INFORMATION SUPPLIED:

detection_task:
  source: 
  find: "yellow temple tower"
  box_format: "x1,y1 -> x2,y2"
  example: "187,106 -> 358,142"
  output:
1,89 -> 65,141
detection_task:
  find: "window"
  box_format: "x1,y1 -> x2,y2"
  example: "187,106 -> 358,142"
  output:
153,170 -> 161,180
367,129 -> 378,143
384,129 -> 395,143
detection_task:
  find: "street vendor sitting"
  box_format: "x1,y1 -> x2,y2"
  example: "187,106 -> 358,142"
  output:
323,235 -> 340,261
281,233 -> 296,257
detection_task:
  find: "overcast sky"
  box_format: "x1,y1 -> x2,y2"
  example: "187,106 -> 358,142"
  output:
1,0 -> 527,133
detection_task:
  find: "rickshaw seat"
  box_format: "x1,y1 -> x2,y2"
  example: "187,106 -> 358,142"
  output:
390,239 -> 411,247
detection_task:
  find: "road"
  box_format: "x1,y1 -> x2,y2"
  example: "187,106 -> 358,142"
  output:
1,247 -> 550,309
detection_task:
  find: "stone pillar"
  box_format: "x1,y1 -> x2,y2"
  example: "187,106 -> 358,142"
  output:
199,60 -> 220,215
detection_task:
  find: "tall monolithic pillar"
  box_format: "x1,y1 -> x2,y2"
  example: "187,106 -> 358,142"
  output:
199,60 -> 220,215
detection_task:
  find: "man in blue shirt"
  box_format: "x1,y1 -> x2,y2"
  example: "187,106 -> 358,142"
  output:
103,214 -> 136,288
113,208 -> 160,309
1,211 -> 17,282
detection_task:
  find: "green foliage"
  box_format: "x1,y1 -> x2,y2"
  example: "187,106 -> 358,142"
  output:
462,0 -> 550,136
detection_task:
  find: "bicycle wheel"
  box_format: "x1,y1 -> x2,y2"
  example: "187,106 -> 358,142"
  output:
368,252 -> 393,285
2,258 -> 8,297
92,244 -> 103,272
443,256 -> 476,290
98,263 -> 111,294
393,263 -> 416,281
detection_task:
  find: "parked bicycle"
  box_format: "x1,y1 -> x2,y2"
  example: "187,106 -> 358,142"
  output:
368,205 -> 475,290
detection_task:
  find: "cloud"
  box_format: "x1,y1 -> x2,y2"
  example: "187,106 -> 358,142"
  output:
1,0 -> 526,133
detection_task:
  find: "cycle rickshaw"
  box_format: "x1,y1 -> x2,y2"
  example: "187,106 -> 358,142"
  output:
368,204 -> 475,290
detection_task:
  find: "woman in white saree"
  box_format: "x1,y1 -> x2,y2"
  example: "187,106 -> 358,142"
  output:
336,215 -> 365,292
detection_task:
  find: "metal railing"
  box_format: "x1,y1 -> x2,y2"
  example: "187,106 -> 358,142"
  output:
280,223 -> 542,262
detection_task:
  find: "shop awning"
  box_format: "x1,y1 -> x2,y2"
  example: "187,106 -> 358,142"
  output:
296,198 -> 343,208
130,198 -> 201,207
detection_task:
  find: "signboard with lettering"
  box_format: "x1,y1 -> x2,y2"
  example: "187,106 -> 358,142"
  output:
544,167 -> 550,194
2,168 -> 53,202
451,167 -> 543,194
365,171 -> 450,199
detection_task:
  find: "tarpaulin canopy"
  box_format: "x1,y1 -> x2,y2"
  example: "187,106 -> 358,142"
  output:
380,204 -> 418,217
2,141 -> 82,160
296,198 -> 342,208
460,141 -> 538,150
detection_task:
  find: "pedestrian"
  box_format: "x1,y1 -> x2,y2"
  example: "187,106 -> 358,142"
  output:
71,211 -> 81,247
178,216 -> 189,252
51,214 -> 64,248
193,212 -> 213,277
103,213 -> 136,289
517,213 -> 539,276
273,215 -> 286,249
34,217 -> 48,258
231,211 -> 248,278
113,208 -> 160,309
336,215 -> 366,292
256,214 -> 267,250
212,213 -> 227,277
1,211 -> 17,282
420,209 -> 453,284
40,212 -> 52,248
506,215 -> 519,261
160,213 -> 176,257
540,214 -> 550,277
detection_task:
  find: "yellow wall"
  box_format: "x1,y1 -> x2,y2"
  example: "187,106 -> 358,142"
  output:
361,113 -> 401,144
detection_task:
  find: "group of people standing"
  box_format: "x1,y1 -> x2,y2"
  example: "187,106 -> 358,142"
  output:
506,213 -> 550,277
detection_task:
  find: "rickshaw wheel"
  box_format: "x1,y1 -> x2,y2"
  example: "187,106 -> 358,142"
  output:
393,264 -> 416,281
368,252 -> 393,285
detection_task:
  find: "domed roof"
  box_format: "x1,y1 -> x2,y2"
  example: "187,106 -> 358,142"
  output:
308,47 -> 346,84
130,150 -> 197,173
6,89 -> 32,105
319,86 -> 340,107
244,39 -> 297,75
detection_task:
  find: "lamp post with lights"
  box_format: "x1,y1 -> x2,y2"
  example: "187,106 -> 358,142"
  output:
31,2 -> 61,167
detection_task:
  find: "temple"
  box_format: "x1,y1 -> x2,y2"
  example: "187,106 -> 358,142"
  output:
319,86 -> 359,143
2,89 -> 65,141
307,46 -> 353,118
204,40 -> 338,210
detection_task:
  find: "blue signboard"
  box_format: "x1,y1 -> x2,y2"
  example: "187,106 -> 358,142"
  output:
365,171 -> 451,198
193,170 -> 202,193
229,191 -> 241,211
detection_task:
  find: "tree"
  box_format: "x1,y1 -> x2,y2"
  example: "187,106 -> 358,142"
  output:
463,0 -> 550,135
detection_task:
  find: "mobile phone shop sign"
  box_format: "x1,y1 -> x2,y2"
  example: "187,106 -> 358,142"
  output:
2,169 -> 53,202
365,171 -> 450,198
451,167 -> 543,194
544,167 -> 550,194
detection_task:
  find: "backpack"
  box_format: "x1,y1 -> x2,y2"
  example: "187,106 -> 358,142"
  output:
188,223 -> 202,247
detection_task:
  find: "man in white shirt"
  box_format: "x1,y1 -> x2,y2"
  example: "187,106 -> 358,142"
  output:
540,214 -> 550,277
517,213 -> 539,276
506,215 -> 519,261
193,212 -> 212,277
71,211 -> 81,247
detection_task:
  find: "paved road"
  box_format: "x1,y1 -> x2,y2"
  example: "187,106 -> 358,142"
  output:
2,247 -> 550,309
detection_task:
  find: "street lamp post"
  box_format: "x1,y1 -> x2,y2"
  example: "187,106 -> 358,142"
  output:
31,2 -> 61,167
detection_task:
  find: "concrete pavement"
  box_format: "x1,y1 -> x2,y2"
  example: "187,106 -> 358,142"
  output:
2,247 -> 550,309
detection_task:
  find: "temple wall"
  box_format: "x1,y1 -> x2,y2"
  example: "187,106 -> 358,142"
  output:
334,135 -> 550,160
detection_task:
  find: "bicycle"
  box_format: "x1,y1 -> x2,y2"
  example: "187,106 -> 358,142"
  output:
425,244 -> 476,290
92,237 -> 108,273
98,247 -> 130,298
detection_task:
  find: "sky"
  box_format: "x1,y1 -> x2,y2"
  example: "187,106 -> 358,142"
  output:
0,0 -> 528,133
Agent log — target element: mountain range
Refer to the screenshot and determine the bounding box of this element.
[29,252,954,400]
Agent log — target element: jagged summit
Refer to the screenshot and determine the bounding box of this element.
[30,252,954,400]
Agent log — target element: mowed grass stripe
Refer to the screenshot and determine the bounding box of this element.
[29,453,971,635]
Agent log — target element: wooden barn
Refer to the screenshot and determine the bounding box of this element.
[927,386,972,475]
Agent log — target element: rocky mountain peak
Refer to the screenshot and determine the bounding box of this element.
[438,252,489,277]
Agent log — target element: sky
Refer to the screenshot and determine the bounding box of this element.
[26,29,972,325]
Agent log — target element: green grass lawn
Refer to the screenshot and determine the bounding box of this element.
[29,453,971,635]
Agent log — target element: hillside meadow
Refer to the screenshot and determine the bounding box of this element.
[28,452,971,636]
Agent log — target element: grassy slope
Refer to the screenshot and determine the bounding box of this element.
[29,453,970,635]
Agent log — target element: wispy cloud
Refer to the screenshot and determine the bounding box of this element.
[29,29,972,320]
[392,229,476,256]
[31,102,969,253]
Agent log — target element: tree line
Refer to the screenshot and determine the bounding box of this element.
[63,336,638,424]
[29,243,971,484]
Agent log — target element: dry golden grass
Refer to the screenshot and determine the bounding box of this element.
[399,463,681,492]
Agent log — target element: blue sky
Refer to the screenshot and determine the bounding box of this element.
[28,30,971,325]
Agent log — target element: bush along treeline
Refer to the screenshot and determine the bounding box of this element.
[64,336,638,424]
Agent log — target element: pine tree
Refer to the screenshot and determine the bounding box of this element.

BRIEF: Copy verbatim the rows above, from the line that contains "Agent log — target element: wooden barn" through the line that contains "[28,452,971,636]", including both of those lines.

TASK SOLUTION:
Agent log — target element: wooden barn
Refer to the screenshot and determine the bounding box of this element.
[927,386,972,475]
Agent log — target element: rocky mountain peak
Refer to the screenshot and determine the bounding box of this element.
[438,252,489,277]
Agent log — target element: sky
Refer to the screenshot and determine the bounding box of this element.
[26,29,972,325]
Agent log — target element: green grass lawn
Refer to the screenshot and determine the bounding box of this element.
[29,453,971,635]
Agent log — target element: hillside meadow
Refer to the screenshot and determine the bounding box of this element.
[28,452,971,636]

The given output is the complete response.